-- Work instructions --
Quote exactly and only this range of lines in the data below: the line that holds "[tag] road marking: a pin per instance" to the line that holds "[tag] firefighter: a pin per instance", both included.

┌──

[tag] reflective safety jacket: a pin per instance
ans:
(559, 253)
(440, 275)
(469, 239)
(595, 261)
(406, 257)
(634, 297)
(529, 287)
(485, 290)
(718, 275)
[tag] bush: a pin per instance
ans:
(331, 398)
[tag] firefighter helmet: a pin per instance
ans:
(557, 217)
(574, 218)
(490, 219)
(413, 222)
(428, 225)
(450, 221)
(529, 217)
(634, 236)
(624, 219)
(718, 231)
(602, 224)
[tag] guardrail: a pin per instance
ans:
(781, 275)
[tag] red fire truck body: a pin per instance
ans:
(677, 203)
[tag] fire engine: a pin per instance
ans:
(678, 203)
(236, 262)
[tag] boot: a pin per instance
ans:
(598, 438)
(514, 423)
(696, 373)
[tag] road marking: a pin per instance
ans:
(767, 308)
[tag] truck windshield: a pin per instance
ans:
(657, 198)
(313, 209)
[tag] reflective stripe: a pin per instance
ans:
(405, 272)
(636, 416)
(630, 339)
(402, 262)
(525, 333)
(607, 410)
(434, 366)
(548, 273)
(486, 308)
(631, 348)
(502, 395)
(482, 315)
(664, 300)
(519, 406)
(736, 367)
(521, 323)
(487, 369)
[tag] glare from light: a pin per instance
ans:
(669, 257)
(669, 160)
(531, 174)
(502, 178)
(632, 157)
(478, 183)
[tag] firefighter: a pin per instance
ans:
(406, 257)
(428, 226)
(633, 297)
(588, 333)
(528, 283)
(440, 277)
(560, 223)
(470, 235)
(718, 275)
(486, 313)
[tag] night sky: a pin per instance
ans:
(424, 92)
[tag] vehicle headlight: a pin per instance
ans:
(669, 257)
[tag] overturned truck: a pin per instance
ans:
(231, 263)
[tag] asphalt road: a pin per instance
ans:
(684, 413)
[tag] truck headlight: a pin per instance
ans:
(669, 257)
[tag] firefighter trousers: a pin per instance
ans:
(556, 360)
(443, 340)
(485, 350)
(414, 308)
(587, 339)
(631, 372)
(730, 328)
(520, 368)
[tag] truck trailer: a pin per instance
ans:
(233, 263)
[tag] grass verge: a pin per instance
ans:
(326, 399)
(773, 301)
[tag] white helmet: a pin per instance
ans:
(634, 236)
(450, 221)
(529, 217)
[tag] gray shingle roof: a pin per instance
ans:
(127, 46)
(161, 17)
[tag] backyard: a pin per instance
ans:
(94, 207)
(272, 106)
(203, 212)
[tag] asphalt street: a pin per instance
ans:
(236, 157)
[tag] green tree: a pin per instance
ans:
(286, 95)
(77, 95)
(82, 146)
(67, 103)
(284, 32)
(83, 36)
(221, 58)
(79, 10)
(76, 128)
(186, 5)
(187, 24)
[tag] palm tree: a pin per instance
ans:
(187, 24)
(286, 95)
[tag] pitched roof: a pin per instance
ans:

└──

-- Result of this exercise --
[tag] road marking: a pin per instance
ans:
(767, 308)
[tag] truck windshield: a pin per instance
ans:
(657, 198)
(313, 209)
[tag] reflective stripe: a pin per instance
ans:
(405, 272)
(636, 416)
(630, 339)
(402, 262)
(525, 333)
(607, 410)
(434, 366)
(548, 273)
(486, 308)
(631, 348)
(502, 395)
(482, 315)
(664, 300)
(519, 406)
(736, 367)
(521, 323)
(487, 369)
[tag] glare from light: a pin per instance
ans:
(669, 257)
(669, 160)
(531, 174)
(502, 178)
(632, 157)
(478, 183)
[tag] firefighter: a pin per instance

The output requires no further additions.